(Stored items)
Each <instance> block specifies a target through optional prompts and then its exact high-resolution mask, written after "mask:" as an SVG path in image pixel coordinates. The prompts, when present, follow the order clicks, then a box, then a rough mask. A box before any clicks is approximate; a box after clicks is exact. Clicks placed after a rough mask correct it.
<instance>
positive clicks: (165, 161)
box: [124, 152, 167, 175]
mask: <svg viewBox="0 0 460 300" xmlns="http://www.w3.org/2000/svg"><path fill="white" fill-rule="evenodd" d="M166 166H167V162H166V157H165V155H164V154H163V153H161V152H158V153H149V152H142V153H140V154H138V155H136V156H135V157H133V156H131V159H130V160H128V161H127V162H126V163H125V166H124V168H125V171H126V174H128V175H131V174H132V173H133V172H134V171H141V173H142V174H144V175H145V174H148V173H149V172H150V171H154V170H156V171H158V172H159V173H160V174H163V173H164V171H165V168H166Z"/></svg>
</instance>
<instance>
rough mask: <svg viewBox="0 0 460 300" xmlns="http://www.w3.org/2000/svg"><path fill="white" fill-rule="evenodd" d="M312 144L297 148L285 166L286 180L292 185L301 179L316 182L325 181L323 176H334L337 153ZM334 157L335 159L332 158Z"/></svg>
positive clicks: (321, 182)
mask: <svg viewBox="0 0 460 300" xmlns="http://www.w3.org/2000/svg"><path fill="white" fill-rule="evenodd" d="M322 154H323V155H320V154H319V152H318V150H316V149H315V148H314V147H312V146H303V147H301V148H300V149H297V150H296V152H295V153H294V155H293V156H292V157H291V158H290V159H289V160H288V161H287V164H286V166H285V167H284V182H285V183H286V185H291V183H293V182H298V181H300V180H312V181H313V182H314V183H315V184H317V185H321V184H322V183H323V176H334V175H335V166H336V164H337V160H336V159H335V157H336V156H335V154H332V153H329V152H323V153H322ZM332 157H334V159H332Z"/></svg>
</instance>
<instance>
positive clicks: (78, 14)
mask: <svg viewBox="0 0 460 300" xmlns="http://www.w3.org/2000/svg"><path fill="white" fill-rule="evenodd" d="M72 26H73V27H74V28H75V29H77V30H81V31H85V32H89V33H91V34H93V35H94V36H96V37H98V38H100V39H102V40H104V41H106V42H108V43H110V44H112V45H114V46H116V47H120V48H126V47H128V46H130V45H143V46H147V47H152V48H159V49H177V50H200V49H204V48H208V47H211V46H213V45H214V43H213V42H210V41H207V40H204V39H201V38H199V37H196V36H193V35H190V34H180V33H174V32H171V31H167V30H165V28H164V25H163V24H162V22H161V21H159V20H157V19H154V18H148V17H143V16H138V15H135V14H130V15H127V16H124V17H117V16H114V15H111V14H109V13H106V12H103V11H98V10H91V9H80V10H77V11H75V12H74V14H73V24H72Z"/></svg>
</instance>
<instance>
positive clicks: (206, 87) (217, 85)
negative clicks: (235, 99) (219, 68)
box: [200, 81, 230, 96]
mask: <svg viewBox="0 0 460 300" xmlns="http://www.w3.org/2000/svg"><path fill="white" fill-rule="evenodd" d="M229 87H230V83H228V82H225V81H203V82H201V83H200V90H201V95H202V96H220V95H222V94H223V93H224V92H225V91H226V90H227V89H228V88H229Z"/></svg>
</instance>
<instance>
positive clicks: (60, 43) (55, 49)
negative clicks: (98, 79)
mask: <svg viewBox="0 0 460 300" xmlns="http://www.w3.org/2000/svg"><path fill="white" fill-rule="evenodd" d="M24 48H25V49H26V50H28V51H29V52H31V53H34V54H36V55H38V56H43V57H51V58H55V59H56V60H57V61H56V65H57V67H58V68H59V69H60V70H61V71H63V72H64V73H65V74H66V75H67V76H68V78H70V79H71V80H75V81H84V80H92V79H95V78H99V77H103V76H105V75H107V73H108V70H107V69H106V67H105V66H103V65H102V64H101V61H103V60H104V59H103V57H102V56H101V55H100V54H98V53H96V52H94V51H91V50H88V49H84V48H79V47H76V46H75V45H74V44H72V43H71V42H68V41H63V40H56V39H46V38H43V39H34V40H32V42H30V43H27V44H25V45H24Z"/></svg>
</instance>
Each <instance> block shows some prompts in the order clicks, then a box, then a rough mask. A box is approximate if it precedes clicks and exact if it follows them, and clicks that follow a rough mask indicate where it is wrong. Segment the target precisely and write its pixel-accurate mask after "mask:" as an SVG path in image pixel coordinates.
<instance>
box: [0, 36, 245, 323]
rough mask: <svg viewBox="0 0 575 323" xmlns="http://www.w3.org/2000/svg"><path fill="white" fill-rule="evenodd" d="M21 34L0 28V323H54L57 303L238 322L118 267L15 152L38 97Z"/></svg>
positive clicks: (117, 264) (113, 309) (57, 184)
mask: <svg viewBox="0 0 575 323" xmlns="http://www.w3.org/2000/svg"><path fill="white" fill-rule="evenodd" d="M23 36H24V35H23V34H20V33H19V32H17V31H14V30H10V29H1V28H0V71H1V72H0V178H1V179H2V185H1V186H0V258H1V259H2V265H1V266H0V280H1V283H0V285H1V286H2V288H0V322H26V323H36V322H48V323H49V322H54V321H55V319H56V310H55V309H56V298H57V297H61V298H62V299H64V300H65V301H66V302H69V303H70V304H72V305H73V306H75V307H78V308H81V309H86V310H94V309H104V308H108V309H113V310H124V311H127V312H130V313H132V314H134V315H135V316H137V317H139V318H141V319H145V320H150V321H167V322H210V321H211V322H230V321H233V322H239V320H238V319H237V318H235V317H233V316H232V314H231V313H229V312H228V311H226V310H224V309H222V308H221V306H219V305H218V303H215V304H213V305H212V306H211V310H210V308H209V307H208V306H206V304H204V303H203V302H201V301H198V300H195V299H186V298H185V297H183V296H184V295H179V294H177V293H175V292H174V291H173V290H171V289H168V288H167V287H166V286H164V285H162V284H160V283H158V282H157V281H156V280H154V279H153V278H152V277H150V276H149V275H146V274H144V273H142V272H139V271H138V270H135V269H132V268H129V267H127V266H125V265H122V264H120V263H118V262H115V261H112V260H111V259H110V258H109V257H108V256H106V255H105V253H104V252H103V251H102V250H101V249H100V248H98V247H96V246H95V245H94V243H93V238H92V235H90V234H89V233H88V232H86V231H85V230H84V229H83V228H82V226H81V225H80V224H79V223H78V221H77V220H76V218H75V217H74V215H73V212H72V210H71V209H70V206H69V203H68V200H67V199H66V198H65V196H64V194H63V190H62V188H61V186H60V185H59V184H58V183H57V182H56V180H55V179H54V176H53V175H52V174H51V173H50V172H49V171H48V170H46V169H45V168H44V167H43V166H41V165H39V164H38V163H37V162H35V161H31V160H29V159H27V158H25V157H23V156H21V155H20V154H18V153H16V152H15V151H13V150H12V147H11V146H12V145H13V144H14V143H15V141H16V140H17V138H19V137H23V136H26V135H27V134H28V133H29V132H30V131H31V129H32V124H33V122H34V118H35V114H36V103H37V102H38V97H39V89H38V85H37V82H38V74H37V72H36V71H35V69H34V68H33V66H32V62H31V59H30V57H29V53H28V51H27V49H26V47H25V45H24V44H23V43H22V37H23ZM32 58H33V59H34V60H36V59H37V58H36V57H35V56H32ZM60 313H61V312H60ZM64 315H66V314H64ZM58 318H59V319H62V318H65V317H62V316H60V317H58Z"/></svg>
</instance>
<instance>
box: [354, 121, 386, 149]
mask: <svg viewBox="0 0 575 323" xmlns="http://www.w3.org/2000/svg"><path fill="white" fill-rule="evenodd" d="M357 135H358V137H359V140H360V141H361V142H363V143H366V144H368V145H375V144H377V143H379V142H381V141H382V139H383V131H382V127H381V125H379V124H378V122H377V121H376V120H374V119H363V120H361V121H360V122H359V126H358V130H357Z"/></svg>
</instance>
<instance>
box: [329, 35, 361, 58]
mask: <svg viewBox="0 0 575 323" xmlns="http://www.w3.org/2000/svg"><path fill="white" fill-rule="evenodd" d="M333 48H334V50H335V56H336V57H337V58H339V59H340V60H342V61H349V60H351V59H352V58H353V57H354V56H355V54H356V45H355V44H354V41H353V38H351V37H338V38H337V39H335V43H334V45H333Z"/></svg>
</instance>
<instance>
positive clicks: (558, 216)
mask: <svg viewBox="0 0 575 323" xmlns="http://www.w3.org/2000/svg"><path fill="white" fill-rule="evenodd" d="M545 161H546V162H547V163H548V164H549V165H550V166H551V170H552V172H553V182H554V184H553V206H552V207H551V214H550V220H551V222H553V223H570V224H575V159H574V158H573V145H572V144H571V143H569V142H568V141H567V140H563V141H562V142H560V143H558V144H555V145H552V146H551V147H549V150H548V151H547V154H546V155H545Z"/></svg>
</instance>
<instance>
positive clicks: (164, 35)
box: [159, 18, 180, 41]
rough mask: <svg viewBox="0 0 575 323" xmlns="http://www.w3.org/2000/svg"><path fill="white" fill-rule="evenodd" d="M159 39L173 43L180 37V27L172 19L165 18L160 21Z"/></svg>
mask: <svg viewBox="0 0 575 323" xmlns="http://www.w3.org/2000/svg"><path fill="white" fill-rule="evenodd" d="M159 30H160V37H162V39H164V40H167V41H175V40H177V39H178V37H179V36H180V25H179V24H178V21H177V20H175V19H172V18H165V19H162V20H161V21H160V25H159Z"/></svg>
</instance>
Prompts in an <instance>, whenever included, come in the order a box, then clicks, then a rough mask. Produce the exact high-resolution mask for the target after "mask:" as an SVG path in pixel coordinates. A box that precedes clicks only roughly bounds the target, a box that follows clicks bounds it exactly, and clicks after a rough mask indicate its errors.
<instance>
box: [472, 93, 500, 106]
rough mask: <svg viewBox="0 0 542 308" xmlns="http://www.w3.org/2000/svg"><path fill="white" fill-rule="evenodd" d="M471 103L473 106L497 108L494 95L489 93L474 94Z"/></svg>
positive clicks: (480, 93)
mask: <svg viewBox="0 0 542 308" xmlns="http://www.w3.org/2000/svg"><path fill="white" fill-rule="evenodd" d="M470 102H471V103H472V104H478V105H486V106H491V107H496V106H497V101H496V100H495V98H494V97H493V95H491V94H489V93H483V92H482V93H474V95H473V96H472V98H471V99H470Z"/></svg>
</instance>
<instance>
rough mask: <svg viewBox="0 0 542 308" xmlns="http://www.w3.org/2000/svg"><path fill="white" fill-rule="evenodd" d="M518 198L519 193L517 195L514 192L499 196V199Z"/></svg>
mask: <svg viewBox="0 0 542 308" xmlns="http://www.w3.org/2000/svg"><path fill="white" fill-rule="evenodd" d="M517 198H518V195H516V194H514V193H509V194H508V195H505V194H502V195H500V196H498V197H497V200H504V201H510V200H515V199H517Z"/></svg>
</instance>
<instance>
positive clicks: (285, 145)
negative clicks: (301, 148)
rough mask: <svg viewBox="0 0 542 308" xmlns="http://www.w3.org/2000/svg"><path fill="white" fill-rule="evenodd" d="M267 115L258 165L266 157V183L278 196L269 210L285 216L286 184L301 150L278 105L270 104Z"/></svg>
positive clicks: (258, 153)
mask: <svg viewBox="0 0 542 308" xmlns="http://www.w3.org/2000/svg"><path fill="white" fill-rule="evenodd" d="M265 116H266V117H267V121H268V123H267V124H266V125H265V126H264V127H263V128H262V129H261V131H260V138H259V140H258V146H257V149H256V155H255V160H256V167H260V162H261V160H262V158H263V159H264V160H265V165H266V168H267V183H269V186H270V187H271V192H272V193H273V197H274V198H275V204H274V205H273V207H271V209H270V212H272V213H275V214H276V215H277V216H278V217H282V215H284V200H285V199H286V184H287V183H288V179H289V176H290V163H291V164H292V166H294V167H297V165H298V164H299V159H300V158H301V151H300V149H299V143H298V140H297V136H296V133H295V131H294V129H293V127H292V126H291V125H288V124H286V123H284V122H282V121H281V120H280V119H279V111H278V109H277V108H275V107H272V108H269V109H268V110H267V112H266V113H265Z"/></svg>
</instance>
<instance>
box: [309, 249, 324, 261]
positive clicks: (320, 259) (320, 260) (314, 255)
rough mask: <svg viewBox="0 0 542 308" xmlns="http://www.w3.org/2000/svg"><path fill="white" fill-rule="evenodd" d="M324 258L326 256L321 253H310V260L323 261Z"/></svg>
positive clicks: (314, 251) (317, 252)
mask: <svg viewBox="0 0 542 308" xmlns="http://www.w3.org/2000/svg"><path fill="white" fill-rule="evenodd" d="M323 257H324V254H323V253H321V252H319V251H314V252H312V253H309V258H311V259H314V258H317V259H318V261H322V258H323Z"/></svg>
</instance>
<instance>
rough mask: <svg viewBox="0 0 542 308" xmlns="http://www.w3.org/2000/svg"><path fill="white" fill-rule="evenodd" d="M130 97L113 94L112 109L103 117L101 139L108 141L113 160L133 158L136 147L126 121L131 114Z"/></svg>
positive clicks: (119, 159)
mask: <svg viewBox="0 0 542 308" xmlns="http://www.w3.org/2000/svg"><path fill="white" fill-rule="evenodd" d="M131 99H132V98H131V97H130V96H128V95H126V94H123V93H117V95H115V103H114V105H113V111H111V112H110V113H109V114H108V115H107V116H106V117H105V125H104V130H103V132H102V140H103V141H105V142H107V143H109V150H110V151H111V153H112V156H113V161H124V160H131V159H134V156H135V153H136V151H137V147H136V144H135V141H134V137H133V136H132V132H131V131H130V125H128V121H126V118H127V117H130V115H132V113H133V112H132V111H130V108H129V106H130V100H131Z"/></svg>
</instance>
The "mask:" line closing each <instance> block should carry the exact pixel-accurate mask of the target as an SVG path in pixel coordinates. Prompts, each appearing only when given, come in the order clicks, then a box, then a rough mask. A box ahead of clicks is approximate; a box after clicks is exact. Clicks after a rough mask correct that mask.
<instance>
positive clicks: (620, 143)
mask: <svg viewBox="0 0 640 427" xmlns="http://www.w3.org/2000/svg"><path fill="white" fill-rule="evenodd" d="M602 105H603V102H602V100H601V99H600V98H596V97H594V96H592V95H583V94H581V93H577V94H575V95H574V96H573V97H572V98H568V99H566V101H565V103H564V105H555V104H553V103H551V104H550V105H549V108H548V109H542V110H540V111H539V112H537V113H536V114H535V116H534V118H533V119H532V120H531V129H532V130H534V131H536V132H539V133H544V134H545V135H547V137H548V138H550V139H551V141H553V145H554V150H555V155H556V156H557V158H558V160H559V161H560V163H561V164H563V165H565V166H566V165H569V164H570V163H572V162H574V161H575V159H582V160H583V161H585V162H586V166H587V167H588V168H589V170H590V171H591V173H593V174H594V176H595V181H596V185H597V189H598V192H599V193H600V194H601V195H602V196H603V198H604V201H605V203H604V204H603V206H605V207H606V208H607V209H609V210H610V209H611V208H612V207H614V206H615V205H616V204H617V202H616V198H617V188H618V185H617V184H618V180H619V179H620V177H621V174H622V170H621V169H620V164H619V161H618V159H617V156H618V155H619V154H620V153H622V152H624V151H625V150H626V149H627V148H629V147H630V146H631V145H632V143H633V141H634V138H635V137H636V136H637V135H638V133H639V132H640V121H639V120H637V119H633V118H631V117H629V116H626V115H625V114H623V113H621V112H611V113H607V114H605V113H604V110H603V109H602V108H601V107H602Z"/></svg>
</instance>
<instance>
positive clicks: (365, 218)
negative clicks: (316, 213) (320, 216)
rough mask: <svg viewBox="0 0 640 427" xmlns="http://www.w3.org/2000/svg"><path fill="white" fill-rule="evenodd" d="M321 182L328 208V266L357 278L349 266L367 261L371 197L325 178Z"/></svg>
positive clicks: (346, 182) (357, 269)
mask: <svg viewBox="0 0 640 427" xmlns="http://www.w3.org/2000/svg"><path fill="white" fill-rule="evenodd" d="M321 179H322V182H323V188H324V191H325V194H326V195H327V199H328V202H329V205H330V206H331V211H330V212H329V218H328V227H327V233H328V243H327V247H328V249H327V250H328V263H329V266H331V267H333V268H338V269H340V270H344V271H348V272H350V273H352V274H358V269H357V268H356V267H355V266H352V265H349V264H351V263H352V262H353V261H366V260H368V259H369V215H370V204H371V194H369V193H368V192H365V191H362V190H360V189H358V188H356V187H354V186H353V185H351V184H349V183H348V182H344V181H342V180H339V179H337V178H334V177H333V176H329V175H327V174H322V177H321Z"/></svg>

## Task description
Return, word for word, every line of the records from the very start through the line containing "box: [124, 152, 167, 175]", including that line.

## Response to this exercise
Each <instance> block specifies a target through optional prompts and then its exact high-resolution mask, written after "mask:" as an SVG path in image pixel coordinates. The prompts, when present, follow the order clicks, then a box, then a rough mask. A box before any clicks is approximate; a box after clicks is exact. Clicks placed after a rough mask correct it.
<instance>
positive clicks: (165, 161)
box: [124, 152, 167, 175]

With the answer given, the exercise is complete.